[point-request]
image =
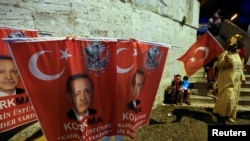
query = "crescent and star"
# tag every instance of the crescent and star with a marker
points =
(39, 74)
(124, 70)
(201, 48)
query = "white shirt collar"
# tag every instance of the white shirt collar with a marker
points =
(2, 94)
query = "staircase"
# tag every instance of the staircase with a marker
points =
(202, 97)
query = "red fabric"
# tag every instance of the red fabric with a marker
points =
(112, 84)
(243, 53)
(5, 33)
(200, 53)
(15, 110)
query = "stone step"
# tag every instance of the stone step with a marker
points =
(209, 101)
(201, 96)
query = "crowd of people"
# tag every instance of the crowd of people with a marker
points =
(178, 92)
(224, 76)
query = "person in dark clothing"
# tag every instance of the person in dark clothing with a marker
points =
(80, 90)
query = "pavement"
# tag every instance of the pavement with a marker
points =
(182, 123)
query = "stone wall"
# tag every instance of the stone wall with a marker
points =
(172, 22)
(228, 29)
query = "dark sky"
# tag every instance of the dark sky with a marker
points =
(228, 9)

※ ※ ※

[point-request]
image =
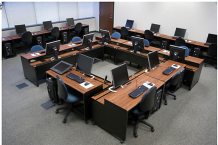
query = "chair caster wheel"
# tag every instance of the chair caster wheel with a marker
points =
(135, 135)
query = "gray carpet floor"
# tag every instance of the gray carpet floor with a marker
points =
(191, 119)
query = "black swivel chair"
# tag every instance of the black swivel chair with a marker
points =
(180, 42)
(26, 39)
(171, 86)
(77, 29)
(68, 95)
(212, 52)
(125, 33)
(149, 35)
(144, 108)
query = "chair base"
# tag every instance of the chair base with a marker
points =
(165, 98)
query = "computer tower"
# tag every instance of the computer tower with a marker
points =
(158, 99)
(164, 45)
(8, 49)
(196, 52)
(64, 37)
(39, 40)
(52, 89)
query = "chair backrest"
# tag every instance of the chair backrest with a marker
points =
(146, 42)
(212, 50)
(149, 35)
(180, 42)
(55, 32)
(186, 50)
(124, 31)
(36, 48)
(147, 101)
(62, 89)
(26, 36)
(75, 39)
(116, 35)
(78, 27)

※ ※ ※

Pull out every line of the entries above that contains the word "crescent", treating uppercase and lowercase as different.

Solution to this problem:
query = "crescent and star"
# tag every instance of the crescent and star with a marker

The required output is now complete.